#### [PROBLEM DESCRIPTION]
Please print all of the records that follow with nothing altered.

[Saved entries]
---*---
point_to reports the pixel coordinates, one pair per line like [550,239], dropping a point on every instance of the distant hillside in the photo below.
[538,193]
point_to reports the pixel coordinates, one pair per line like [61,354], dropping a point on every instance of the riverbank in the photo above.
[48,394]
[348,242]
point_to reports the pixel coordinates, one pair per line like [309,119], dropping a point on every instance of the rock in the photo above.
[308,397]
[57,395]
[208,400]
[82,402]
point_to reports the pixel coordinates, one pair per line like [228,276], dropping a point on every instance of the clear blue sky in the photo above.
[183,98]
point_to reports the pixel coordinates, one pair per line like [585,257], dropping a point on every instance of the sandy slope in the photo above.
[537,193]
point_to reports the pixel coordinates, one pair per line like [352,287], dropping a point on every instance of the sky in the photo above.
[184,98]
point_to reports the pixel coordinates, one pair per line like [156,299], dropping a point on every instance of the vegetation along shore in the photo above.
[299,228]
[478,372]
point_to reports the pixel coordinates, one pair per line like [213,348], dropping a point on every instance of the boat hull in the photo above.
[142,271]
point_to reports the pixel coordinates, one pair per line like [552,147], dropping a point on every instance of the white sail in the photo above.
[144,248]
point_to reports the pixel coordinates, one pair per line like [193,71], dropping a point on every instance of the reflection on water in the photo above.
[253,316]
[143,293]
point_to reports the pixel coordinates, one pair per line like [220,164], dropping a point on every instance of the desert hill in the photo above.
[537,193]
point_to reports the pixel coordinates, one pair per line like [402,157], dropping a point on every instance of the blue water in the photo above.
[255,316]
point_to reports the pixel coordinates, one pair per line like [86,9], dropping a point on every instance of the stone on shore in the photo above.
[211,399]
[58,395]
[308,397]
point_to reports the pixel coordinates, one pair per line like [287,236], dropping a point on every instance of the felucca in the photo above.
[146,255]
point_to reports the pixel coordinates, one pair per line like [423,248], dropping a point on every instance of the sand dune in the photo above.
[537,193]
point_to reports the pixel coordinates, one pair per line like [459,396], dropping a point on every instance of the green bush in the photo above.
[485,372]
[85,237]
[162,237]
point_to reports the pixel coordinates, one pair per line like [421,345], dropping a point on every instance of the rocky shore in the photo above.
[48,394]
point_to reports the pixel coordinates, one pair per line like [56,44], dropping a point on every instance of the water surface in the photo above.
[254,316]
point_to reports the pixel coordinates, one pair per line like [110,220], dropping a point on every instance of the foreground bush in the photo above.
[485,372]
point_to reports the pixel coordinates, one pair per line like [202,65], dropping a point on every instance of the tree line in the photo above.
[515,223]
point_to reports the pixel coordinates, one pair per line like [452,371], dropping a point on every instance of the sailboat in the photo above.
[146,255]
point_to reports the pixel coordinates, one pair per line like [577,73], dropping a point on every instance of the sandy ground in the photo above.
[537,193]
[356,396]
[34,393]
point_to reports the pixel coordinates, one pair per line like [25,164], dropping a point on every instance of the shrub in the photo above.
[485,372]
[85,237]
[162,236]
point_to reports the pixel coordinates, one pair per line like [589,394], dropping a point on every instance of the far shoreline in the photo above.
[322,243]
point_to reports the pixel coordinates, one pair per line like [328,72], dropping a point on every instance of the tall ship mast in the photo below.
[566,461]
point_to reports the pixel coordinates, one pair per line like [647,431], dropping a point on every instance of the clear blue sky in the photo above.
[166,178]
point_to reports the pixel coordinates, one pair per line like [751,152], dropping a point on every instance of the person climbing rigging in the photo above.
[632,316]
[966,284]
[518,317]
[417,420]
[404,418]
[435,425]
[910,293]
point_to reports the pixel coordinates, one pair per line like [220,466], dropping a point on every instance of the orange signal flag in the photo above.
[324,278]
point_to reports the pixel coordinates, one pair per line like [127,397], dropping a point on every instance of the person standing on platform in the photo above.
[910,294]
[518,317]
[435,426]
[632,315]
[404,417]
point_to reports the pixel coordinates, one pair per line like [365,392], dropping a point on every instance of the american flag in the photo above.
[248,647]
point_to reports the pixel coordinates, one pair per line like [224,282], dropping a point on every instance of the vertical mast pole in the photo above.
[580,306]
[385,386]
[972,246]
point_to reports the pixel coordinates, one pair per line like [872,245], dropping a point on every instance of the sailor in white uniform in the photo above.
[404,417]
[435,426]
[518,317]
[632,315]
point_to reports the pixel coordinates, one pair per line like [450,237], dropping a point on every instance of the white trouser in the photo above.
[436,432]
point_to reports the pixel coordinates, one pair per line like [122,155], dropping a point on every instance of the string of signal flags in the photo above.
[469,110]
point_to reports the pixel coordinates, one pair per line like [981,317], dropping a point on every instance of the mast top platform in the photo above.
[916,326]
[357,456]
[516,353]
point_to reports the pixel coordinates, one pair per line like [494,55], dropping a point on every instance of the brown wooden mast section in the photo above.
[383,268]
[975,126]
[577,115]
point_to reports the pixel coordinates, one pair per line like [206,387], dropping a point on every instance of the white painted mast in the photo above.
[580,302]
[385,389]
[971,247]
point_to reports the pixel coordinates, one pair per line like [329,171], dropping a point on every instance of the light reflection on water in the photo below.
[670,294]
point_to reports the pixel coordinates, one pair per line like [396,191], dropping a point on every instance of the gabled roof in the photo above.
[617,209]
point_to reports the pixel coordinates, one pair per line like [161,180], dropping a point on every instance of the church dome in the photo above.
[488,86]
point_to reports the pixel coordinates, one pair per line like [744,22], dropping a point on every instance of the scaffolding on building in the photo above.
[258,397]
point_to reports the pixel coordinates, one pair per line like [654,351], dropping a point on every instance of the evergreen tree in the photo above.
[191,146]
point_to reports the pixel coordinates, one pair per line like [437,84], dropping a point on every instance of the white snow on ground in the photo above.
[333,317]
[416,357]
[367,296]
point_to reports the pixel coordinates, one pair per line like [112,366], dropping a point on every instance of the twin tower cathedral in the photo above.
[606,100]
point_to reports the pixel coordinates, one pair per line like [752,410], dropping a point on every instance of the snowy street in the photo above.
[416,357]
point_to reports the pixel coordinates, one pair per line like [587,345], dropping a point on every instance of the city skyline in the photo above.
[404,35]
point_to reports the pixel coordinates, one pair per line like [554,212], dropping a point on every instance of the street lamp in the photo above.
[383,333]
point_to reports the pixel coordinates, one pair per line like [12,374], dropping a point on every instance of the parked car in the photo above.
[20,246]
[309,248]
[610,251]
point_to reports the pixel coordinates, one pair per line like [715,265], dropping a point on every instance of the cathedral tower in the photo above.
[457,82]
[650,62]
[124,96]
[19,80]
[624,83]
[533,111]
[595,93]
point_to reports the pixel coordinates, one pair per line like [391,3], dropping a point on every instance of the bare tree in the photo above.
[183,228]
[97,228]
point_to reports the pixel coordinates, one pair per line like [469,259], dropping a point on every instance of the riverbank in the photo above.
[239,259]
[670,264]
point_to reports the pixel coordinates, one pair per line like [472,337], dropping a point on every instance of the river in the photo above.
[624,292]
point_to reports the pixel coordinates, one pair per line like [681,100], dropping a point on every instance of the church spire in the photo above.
---*---
#### [RESPONSE TO THIS TASK]
point_to reports the pixel coordinates, one pair per line like [550,239], dropping a point on every instance of the distant hillside in the photo below.
[538,193]
point_to reports the pixel coordinates, one pair per line like [61,354], dropping a point on every instance of the riverbank in the photo above.
[48,394]
[348,242]
point_to reports the pixel coordinates, one pair per line like [309,119], dropping a point on every instance of the rock in the photo above.
[308,397]
[57,395]
[208,400]
[82,402]
point_to reports the pixel coordinates, one pair per line like [228,276], dropping a point on every instance of the clear blue sky in the photo above.
[183,98]
point_to reports the pixel coordinates, one pair per line like [585,257], dropping a point on every instance of the sandy slope in the photo above.
[537,193]
point_to reports the pixel coordinates, one pair per line like [352,287], dropping a point on every instance of the sky in the photo above.
[184,98]
point_to reports the pixel coordinates, one pair per line like [156,299], dropping a point on every instance of the vegetation along shore in the photo above.
[299,228]
[478,372]
point_to reports the pixel coordinates, one pair per line like [213,348], dropping a point on every instance of the boat hull in the photo above.
[142,271]
point_to reports the pixel coordinates, one pair per line like [552,147], dropping a point on every instance of the white sail in the photo above.
[144,248]
point_to reports the pixel coordinates, one pair per line like [193,71], dropping a point on every instance of the reflection on water in the photo above.
[253,316]
[143,293]
point_to reports the pixel coordinates, one pair per line like [220,164], dropping a point on every instance of the desert hill in the photo above.
[537,193]
point_to reports the pixel coordinates, one pair per line like [402,157], dropping a point on every instance of the blue water in the photo above.
[255,316]
point_to reports the pixel coordinates, one pair per line like [86,9], dropping a point on every instance of the stone on shore in the photo above.
[211,399]
[58,395]
[308,397]
point_to reports the pixel coordinates, one pair per line like [287,236], dropping a point on every instance of the felucca in the photo above.
[146,255]
point_to reports the pixel coordinates, one pair per line like [423,248], dropping a point on every instance of the sand dune in the photo above.
[537,193]
point_to reports the pixel coordinates, one pair per line like [459,396], dropping a point on every instance of the green bush in the photo above.
[485,372]
[85,237]
[162,237]
point_to reports the pixel coordinates, one pair per line like [421,345], dropping a point on every instance of the rocky shore in the photo above.
[48,394]
point_to reports the pixel coordinates, one pair per line like [56,44], dropping a point on every instance of the water surface in the photo above.
[254,316]
point_to reports the pixel coordinates, one pair per line like [110,220], dropping a point on every instance of the foreground bush in the photo above.
[485,372]
point_to reports the pixel coordinates, one pair per line like [202,65], dropping a point on every instance of the tree line in the photo above.
[515,223]
point_to reports the pixel coordinates, one pair per line like [452,371], dropping a point on every instance of the sailboat in the photo above.
[146,255]
point_to reports the pixel coordinates, one pair per line like [577,73], dropping a point on every instance of the sandy ground in the photo above.
[537,193]
[356,396]
[34,393]
point_to reports the pixel coordinates, one pair per line like [25,164], dropping a point on every instance of the shrub in the photo above.
[485,372]
[85,237]
[162,236]
point_to reports the pixel coordinates, one pair per line like [589,394], dropping a point on every instance of the far shoreline in the photo above.
[322,243]
point_to reports the pixel coordinates, one pair per line like [328,72], dropping a point on every instance of the tall ship mast in the photo below.
[566,461]
point_to reports the pixel coordinates, one pair per line like [647,431], dropping a point on every instance of the clear blue sky in the photo above.
[166,178]
point_to reports the pixel coordinates, one pair per line like [751,152], dropping a point on every instance of the person climbing rigging in the photo above.
[632,316]
[966,284]
[518,317]
[417,420]
[404,418]
[435,425]
[910,293]
point_to reports the pixel coordinates, one pair per line like [220,466], dropping a point on every instance of the orange signal flag in the photo above.
[324,278]
point_to reports the pixel coordinates, one pair per line like [127,397], dropping a point on every instance of the person standing on platform in the photo above.
[910,294]
[518,317]
[435,426]
[632,315]
[404,417]
point_to reports the pixel coordinates, one pair per line like [365,392], dropping a point on every instance of the american flag in the photo above.
[248,647]
point_to reports the pixel coordinates, one pair per line like [224,282], dropping a point on every instance of the vertical mast pole in the photo above.
[580,306]
[385,386]
[972,246]
point_to reports the pixel coordinates, one pair per line like [872,245], dropping a point on every instance of the sailor in white uniform in the photo above.
[404,417]
[435,426]
[518,317]
[632,315]
point_to reports the pixel coordinates, one pair per line like [450,237], dropping a point on every instance of the white trouser in the photo above.
[436,432]
point_to reports the pixel coordinates, one pair per line like [122,155], dropping a point on every instance of the string of signal flags in the photo above.
[469,110]
point_to reports the pixel coordinates, one pair per line like [981,317], dropping a point on every instance of the mast top platform in the photo above.
[916,326]
[357,456]
[516,353]
point_to reports the pixel coordinates, one pair per line like [494,55], dropping a point on every instance of the brown wooden mast section in the photo above.
[383,268]
[975,126]
[577,115]
point_to reports the pixel coordinates, one pair per line like [206,387], dropping a point on every instance of the white painted mast in the photo above.
[580,302]
[385,389]
[971,247]
point_to reports the pixel coordinates, one pair per line like [329,171], dropping a point on every instance of the light reflection on water in the photo below.
[670,294]
point_to reports the pixel coordinates, one pair per line like [396,191], dropping a point on every instance of the gabled roof in the photo above.
[617,209]
point_to reports the pixel coordinates, one pair per line like [161,180], dropping a point on every instance of the church dome in the photo above.
[488,86]
point_to reports the pixel coordinates, one pair per line like [744,22], dropping a point on every instance of the scaffolding on building in the photo above.
[258,397]
point_to reports the pixel coordinates, one pair per line like [654,351], dropping a point on every instance of the evergreen tree in the photo above.
[191,146]
point_to reports the pixel coordinates, one pair per line like [437,84], dropping a point on every instance of the white snow on ground in the photo above.
[333,317]
[416,357]
[367,296]
point_to reports the pixel coordinates, one pair per line like [112,366], dropping a point on every instance of the twin tower cathedral in the photo above.
[606,100]
point_to reports the pixel coordinates, one pair per line like [752,410], dropping a point on every instance of the snowy street in the photo above.
[416,357]
point_to reports the pixel coordinates, one pair per line like [587,345], dropping a point on every instance of the city skyline in the photo above.
[404,35]
point_to reports the pixel coordinates, one pair per line like [554,212], dropping a point on every instance of the street lamp in the photo above.
[383,333]
point_to reports the pixel coordinates, one pair per line like [12,374], dropping a point on every instance of the parked car in the photo above.
[20,246]
[309,248]
[610,251]
point_to reports the pixel coordinates, one pair per line like [715,265], dropping a point on every instance of the cathedral tower in the photo above.
[457,82]
[650,62]
[124,96]
[19,80]
[624,83]
[533,111]
[595,93]
point_to reports the pixel coordinates, one pair per line like [391,3], dropping a point on every instance of the bare tree in the photo above.
[183,228]
[97,228]
point_to reports the pixel coordinates, one pair per line like [469,259], dropping a point on every instance of the riverbank in the photo above.
[239,259]
[670,264]
point_to reports the pixel coordinates, one pair per line like [472,337], dropping a point on every instance of the river in the photo above.
[624,292]
point_to reports the pixel coordinates, one pair per line like [681,100], dropping a point on every instance of the church spire in the photo above.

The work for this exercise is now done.